BEGIN

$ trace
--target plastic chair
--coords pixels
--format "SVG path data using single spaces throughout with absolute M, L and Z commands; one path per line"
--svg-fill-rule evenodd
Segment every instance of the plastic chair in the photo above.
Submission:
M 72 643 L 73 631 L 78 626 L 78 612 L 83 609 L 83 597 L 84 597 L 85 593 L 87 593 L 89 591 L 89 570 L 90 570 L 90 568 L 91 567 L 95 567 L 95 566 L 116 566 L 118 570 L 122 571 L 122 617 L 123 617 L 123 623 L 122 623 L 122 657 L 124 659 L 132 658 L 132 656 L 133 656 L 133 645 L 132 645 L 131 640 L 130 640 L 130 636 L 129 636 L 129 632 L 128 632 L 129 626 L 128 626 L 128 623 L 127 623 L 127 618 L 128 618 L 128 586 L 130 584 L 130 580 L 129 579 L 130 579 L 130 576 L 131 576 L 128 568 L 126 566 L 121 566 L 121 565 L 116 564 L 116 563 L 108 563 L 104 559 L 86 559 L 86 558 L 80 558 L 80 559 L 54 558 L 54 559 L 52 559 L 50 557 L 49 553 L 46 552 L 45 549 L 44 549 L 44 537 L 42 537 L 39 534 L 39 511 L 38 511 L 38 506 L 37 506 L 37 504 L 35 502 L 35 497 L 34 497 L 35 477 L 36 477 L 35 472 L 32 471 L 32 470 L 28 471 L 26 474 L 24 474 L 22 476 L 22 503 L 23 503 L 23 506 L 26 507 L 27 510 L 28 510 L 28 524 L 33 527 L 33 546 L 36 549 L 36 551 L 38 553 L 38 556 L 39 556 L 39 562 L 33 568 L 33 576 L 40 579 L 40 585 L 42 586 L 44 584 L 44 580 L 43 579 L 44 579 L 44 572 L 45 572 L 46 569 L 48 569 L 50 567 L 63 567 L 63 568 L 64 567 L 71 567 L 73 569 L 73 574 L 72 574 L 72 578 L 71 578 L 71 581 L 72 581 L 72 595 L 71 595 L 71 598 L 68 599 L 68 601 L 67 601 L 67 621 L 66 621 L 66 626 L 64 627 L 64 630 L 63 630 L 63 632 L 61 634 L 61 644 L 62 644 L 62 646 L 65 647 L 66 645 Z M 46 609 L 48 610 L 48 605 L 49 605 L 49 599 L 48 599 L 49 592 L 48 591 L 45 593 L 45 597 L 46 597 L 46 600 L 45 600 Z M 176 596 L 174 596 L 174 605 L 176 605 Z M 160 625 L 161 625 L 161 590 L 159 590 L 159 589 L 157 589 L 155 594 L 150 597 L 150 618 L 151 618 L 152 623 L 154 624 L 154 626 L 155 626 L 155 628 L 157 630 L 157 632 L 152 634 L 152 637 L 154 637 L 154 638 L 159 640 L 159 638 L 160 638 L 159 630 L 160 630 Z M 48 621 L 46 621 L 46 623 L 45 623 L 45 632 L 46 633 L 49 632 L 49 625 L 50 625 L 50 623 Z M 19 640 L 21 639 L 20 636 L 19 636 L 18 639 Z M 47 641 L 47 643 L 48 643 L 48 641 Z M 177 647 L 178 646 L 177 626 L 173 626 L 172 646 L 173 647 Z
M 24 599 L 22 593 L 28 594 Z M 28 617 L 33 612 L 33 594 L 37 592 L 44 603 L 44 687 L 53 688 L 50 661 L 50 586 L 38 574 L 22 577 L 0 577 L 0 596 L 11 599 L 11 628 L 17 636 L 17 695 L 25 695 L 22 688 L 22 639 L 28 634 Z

END

- _What is expected_: Each entry above is to be duplicated exactly, with nothing left out.

- _Answer for this exercise_:
$ trace
--target plastic chair
--coords pixels
--format "SVG path data using single spaces throughout with absolute M, L and Z commands; one path per line"
--svg-fill-rule evenodd
Segment every instance of the plastic chair in the photo above.
Submission:
M 72 643 L 73 631 L 78 626 L 78 612 L 83 609 L 83 597 L 84 597 L 85 593 L 87 593 L 89 591 L 89 570 L 90 570 L 90 568 L 91 567 L 95 567 L 95 566 L 116 566 L 118 570 L 122 571 L 122 617 L 123 617 L 123 623 L 122 623 L 122 657 L 124 659 L 132 658 L 132 656 L 133 656 L 133 645 L 132 645 L 131 640 L 130 640 L 130 636 L 129 636 L 129 632 L 128 632 L 129 626 L 128 626 L 128 623 L 127 623 L 127 618 L 128 618 L 128 586 L 130 584 L 130 580 L 129 579 L 130 579 L 130 576 L 131 576 L 128 568 L 126 566 L 121 566 L 121 565 L 116 564 L 116 563 L 108 563 L 104 559 L 86 559 L 86 558 L 80 558 L 80 559 L 54 558 L 54 559 L 52 559 L 50 557 L 49 553 L 46 552 L 45 549 L 44 549 L 44 537 L 42 537 L 39 534 L 39 511 L 38 511 L 38 506 L 37 506 L 37 504 L 35 502 L 35 497 L 34 497 L 35 477 L 36 477 L 35 472 L 32 471 L 32 470 L 28 471 L 26 474 L 24 474 L 22 476 L 22 503 L 23 503 L 23 506 L 26 507 L 27 510 L 28 510 L 28 524 L 33 527 L 33 546 L 36 549 L 36 551 L 38 553 L 38 556 L 39 556 L 39 562 L 33 568 L 33 576 L 40 579 L 40 585 L 42 586 L 44 584 L 44 580 L 43 579 L 44 579 L 44 572 L 45 572 L 46 569 L 48 569 L 50 567 L 63 567 L 63 568 L 64 567 L 71 567 L 73 569 L 73 574 L 72 574 L 72 578 L 71 578 L 71 581 L 72 581 L 72 595 L 71 595 L 71 598 L 68 599 L 68 601 L 67 601 L 67 621 L 66 621 L 66 626 L 64 627 L 64 630 L 63 630 L 63 632 L 61 634 L 61 644 L 62 644 L 62 646 L 65 647 L 66 645 Z M 46 609 L 48 610 L 48 605 L 49 605 L 49 599 L 48 599 L 49 592 L 48 591 L 45 593 L 45 597 L 46 597 L 46 600 L 45 600 Z M 176 596 L 174 596 L 174 605 L 176 605 Z M 160 625 L 161 625 L 161 590 L 159 590 L 159 589 L 157 589 L 155 594 L 150 597 L 150 618 L 151 618 L 152 623 L 154 624 L 154 626 L 155 626 L 155 628 L 157 630 L 157 632 L 152 634 L 152 637 L 154 637 L 154 638 L 159 640 L 159 638 L 160 638 L 159 630 L 160 630 Z M 48 621 L 46 621 L 46 623 L 45 623 L 45 632 L 46 633 L 49 632 L 49 625 L 50 625 L 50 623 Z M 19 640 L 21 639 L 20 636 L 19 636 L 18 639 Z M 47 641 L 47 643 L 48 643 L 48 641 Z M 177 647 L 178 646 L 177 626 L 173 626 L 172 646 L 173 647 Z
M 24 599 L 22 593 L 28 594 Z M 28 617 L 33 612 L 33 594 L 37 592 L 44 603 L 44 687 L 53 688 L 50 661 L 50 586 L 38 574 L 22 577 L 0 577 L 0 596 L 11 599 L 11 628 L 17 636 L 17 695 L 25 695 L 22 688 L 22 639 L 28 634 Z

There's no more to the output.